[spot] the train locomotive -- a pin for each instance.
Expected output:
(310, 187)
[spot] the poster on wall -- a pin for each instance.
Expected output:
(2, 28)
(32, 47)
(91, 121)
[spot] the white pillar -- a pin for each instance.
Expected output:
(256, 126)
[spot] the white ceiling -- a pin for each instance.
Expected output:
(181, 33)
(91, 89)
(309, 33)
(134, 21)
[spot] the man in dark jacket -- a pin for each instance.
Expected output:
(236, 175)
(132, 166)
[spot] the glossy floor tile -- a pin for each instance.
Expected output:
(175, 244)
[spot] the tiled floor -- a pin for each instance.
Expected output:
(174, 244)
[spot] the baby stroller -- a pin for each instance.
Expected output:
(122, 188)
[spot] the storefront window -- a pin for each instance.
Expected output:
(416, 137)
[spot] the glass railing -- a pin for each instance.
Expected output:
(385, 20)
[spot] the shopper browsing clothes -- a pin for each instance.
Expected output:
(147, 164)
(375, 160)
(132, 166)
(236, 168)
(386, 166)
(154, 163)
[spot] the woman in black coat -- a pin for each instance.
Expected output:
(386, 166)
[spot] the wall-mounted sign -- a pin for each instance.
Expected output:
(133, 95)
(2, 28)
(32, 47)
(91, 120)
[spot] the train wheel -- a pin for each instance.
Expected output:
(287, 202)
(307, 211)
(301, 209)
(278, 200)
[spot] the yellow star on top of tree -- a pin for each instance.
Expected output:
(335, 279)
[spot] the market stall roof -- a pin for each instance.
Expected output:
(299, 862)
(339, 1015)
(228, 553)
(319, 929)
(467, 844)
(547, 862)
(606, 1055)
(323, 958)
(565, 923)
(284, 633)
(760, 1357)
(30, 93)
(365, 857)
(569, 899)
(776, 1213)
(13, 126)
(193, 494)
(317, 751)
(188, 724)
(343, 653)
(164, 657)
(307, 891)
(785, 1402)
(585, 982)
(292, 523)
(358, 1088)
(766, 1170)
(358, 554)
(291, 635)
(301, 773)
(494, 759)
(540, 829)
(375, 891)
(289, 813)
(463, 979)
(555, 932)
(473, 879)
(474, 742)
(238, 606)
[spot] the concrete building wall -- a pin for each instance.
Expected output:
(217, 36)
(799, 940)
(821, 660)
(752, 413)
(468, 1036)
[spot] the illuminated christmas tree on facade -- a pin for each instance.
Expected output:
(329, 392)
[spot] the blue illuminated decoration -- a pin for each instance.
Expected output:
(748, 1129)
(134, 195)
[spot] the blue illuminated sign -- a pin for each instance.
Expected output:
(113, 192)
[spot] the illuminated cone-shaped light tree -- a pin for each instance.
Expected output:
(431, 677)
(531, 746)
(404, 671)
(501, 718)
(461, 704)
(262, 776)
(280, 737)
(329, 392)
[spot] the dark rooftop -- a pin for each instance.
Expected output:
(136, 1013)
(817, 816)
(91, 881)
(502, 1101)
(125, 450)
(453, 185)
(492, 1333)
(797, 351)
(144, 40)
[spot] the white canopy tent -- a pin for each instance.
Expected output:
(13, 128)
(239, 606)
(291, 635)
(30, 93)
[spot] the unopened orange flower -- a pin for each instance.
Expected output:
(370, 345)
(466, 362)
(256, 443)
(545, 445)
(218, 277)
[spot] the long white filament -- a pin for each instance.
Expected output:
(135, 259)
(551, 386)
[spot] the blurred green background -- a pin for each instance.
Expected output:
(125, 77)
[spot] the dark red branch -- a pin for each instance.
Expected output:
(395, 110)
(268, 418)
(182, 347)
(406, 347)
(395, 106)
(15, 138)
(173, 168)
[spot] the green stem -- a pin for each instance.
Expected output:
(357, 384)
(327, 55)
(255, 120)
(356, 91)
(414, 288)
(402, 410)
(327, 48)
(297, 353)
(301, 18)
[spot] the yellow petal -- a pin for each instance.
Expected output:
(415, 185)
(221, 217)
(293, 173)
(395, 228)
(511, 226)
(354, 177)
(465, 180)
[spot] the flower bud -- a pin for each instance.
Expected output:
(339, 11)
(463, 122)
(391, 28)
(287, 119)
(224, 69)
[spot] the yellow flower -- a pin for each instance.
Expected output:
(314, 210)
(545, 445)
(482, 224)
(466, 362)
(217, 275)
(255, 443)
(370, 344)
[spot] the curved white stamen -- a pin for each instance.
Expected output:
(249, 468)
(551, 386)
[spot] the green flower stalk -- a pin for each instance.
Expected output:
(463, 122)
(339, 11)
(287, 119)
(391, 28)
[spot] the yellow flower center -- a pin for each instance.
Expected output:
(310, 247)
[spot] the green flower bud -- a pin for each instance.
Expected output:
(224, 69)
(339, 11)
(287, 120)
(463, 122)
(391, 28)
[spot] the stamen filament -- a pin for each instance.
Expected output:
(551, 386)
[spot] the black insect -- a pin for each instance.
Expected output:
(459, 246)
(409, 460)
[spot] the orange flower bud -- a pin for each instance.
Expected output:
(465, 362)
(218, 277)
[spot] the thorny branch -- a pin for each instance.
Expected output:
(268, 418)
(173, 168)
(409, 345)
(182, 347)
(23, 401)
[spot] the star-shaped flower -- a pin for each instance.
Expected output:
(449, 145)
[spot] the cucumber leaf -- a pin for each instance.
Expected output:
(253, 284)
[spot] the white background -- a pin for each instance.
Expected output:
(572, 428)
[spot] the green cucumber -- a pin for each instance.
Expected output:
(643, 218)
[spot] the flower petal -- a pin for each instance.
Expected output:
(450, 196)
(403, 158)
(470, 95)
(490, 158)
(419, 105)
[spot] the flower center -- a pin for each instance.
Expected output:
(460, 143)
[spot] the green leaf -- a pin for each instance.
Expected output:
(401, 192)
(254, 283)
- - -
### Task
Can you move the lines above, starting with the line that contains "[spot] the green leaf" and going on through the last line, into your reply, reproducing every line and adding 73 to each number in the coordinates?

### Problem solution
[spot] the green leaf -- a pin for each instance.
Expected output:
(474, 265)
(327, 356)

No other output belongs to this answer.